▶ [Dataset excerpts]
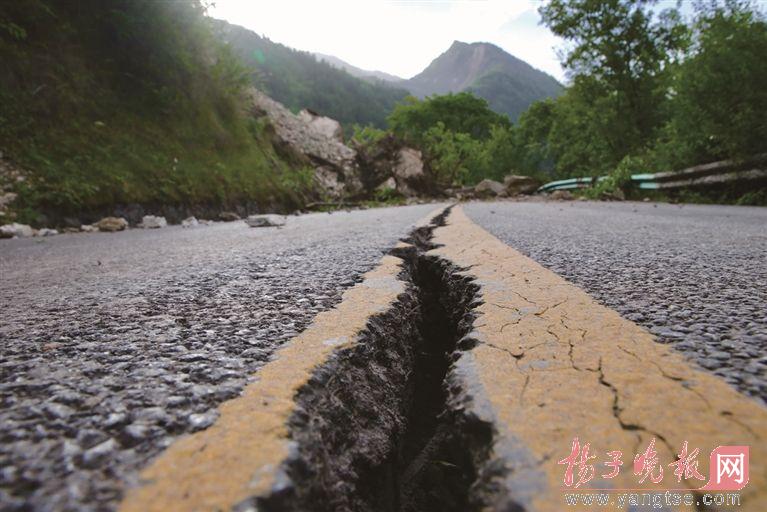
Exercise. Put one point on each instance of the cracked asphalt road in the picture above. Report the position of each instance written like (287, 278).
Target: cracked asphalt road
(113, 345)
(693, 275)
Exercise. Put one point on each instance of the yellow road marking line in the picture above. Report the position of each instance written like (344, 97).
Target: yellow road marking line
(554, 364)
(239, 456)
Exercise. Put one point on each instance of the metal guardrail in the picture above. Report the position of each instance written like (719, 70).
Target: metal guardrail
(714, 173)
(570, 184)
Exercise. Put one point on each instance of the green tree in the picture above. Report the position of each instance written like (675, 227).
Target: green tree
(619, 52)
(450, 155)
(720, 94)
(458, 113)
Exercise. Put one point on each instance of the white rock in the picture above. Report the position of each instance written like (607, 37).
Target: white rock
(489, 188)
(15, 229)
(190, 222)
(264, 221)
(153, 222)
(111, 224)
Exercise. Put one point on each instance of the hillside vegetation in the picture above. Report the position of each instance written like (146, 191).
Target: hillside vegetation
(651, 91)
(299, 80)
(130, 101)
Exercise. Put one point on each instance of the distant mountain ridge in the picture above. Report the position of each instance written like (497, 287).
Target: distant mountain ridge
(510, 85)
(298, 80)
(359, 72)
(352, 95)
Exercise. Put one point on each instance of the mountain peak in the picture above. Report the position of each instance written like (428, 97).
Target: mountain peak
(509, 84)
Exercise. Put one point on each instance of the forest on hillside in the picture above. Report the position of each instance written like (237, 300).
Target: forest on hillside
(130, 101)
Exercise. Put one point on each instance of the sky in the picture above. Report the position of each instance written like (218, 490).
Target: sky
(398, 37)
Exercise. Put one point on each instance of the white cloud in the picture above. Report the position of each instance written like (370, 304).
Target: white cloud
(399, 37)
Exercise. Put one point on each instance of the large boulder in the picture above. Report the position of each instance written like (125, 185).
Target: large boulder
(316, 138)
(488, 188)
(324, 126)
(111, 224)
(153, 222)
(265, 221)
(516, 185)
(16, 230)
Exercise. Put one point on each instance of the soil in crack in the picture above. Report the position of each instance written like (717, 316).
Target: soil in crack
(373, 430)
(435, 470)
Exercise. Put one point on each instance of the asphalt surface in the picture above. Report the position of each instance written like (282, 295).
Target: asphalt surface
(694, 275)
(113, 345)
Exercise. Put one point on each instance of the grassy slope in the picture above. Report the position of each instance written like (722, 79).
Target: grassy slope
(130, 103)
(298, 80)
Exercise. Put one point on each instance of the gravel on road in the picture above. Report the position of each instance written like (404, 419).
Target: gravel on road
(694, 275)
(113, 345)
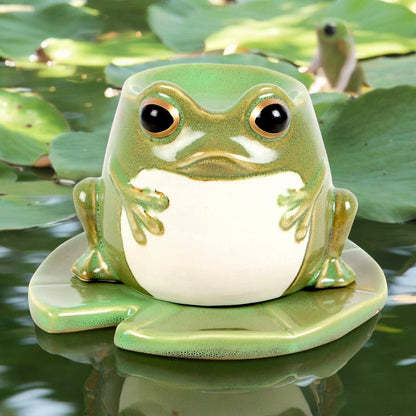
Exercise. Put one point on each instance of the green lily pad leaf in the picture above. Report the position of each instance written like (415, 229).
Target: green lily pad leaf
(390, 72)
(22, 32)
(33, 203)
(78, 155)
(125, 48)
(27, 125)
(116, 75)
(282, 28)
(371, 146)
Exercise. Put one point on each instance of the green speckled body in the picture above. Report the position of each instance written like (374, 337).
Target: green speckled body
(215, 101)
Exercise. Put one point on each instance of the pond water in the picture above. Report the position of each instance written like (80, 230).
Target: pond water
(368, 372)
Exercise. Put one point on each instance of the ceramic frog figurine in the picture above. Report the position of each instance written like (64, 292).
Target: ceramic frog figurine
(216, 190)
(336, 55)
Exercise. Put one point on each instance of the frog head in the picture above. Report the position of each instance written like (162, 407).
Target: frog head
(215, 122)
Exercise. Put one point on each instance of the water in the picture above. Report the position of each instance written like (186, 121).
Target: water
(369, 372)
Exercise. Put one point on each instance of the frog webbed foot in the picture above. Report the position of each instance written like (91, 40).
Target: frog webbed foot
(137, 204)
(92, 266)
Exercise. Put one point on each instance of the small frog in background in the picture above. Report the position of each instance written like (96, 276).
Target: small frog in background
(336, 55)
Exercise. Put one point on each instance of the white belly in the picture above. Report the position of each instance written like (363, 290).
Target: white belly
(222, 243)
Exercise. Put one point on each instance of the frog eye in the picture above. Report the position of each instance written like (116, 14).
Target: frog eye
(159, 118)
(269, 118)
(330, 29)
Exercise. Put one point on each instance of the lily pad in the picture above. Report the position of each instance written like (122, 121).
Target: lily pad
(126, 48)
(379, 28)
(390, 72)
(27, 125)
(371, 146)
(78, 155)
(282, 28)
(116, 75)
(22, 32)
(33, 203)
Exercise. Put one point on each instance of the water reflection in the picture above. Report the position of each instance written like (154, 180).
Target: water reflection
(125, 383)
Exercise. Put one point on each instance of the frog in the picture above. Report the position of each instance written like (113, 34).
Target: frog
(337, 57)
(215, 190)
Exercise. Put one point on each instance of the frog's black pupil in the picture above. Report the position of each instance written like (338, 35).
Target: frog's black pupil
(155, 118)
(273, 118)
(330, 29)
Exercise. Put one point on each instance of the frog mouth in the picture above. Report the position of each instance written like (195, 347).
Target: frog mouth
(215, 165)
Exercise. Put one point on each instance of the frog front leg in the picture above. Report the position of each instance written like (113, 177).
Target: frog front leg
(139, 204)
(333, 271)
(91, 265)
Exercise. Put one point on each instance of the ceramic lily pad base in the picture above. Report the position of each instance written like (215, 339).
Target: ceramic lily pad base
(60, 302)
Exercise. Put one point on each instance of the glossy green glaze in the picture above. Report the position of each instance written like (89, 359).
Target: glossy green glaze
(61, 303)
(336, 55)
(215, 141)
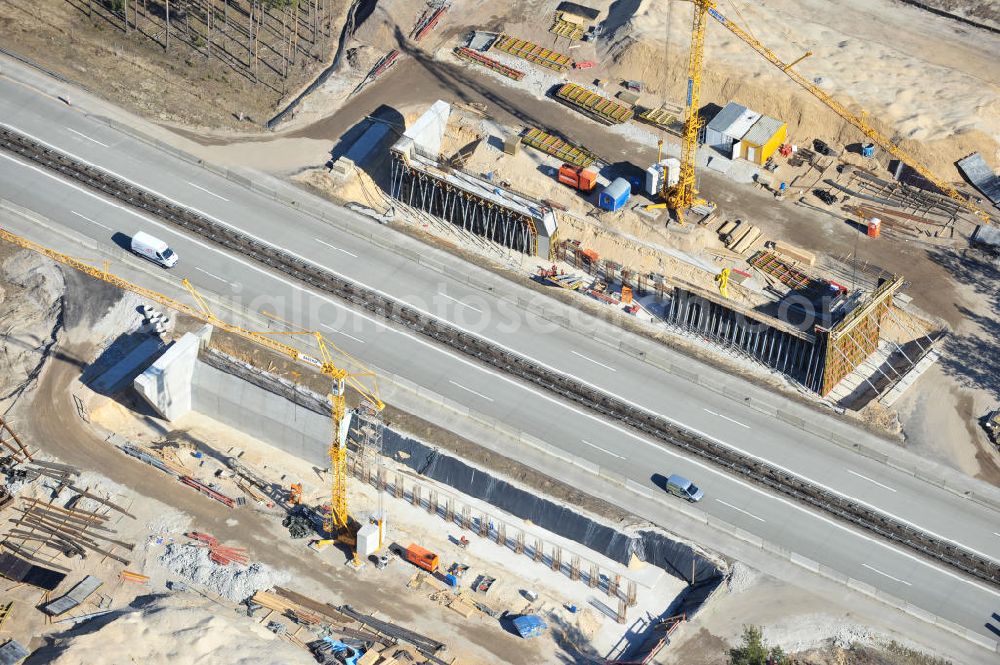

▶ [What the exercise asks]
Reproduce all of the material above word for word, leaving out the pictures.

▶ [Written solution]
Exercise. Put one point on each instance of the cracked asphalt road in the picture above. Report the position of each instance written like (287, 278).
Target: cracked asphalt road
(113, 345)
(693, 275)
Exercise. Put one point on each instance of the yellow road marking line in the picture above. Report the position of each instance written like (344, 97).
Target: yellow road marking line
(554, 364)
(239, 456)
Exercise. Put one point on each instance of the metal guardrail in the picture above. Report the position of each instance written like (719, 70).
Target: metal guardrail
(714, 173)
(570, 184)
Exercise. Put one point on each instance of the green tree in the picture above. Report the position of each instance written like (675, 227).
Target: green tree
(619, 52)
(450, 155)
(720, 94)
(458, 113)
Exercise. Put one point on each instance of the white rock in the picture above. Report the position of each instance written like (607, 37).
Target: white rock
(489, 188)
(15, 229)
(190, 222)
(264, 221)
(153, 222)
(111, 224)
Exercise. Put one point on each instance of the hillside vegetation in the picture above. Report the position of each instance written like (146, 191).
Target: hillside vegetation
(651, 91)
(299, 80)
(130, 101)
Exercise. Put one point on each instance of the distant mountain ridge in the picture above. Report the position of each instance written like (497, 287).
Target: distant mountain ridge
(510, 85)
(298, 80)
(359, 72)
(352, 95)
Exercise. Put one point on each instance of the mountain peak in the picture above. Report the position of each instance written like (428, 97).
Target: mountain peak
(509, 84)
Exercise. Put one point on each instance of the forest on hillside in the picture above. Report the position of each instance written like (237, 300).
Target: forest on hillside
(130, 101)
Exercise. Put one point on each instance of the sky in the picture above. Report the position of each instance written like (218, 490).
Target: sky
(398, 37)
Exercise. Put one point on each instance of the white cloud in the picture above. Report the position of each instance written like (370, 304).
Target: white cloud
(399, 37)
Exercise. Put one point on each instance of the large boulder in the picture above. Report the position of each instance written like (125, 185).
Target: large boulder
(316, 138)
(488, 188)
(324, 126)
(111, 224)
(153, 222)
(265, 221)
(516, 185)
(16, 230)
Exercise. Put one point on each instance of the soil in crack in the picture above. Report the position of each instance written like (717, 316).
Target: soil in crack
(373, 430)
(435, 470)
Exercise. Put one point on each instance of the asphalt surface in the picture above. Report the position of each instance written like (282, 295).
Target: asphalt surface
(694, 275)
(113, 345)
Exercise. Put one point on each instance of the grassy slope in the picture above. Report the position of each instance written like (722, 79).
Target: grassy slope
(130, 103)
(298, 80)
Exercise. Put one point on each instance of the gravel on road in the picture above. Report the position of each instance written like (404, 419).
Target: gravel on road
(694, 275)
(113, 345)
Exercise. Put one point on each instance of the green lily pad leaf in the picture above. Report the position of each instance written like (415, 229).
Target: green lily pad leaf
(390, 72)
(22, 32)
(33, 203)
(78, 155)
(125, 48)
(27, 125)
(116, 75)
(282, 28)
(371, 146)
Exercise. Put one point on each instance of the green speckled body in the picture above. Report the position of each instance written like (374, 337).
Target: green speckled body
(215, 101)
Exercise. Put one point on each instance of the pond water in the picture above. Report the position of each instance written like (80, 230).
Target: pond water
(368, 372)
Exercise. Put one point on each instance of the ceramic frog figurine in the picture above. Report the position of each instance written like (64, 292).
Target: ceramic frog figurine
(216, 190)
(336, 55)
Exercise. Put one point on each instance of the frog head in the picture above. Report the position of each instance written like (162, 407).
Target: frog head
(215, 122)
Exercise. Put one point on each instance of the water in the picture above. Report the position of each instance written like (186, 121).
Target: water
(369, 372)
Exercise. Put one point on each instance of the frog webbed foot in the picture above. Report the position of each instance written like (91, 40).
Target: frog webbed foot
(137, 204)
(92, 266)
Exercise. Put one point on each instance of the small frog in background in the picture above. Report the position of each instance written like (96, 276).
Target: small frog in background
(336, 55)
Exercise. Put one point on each instance of the white belly in the picture above. Report the position of each instance written like (363, 290).
Target: white belly
(222, 243)
Exercise. Put one point on each instance of the frog eye in the picture above. Report the position of each instance written like (116, 14).
Target: frog eye
(159, 118)
(269, 118)
(330, 29)
Exercise. Put one point on each instance of the lily pad in the picture above. Report the position of each instance written like (122, 121).
Target: lily pad
(126, 48)
(379, 28)
(390, 72)
(27, 125)
(371, 146)
(78, 155)
(282, 28)
(116, 75)
(22, 32)
(33, 203)
Exercise. Put one point on each instance of the water reflection in the picture above. Report the position of each instance written like (154, 180).
Target: water reflection
(125, 383)
Exercise. Put one point on each instance of the frog in the picture above. Report the position of each instance written like (113, 34).
Target: frog
(337, 57)
(215, 190)
Exercise. Put one point on each instance of the frog's black pupil in the picture above. Report the position of each instance written like (338, 35).
Target: frog's black pupil
(155, 118)
(273, 118)
(330, 29)
Exercise. Put one point on each instance of the frog mouth in the picture above. Report the position of each instance written like (195, 347).
Target: frog mouth
(215, 165)
Exercise. Put one point on each instance of the frog front leg in the picture above. Report the position of each instance written like (113, 177).
Target: frog front leg
(139, 204)
(333, 271)
(91, 265)
Exercise. Put one point on each instance of the ceramic lily pad base in the picture above. Report the position of each instance written like (215, 339).
Target: ceramic lily pad base
(60, 302)
Exercise. Put one point on each instance of the glossy green glaze in the picture above. Report the position of each instance written like (89, 359).
Target: glossy green glaze
(61, 303)
(336, 55)
(215, 141)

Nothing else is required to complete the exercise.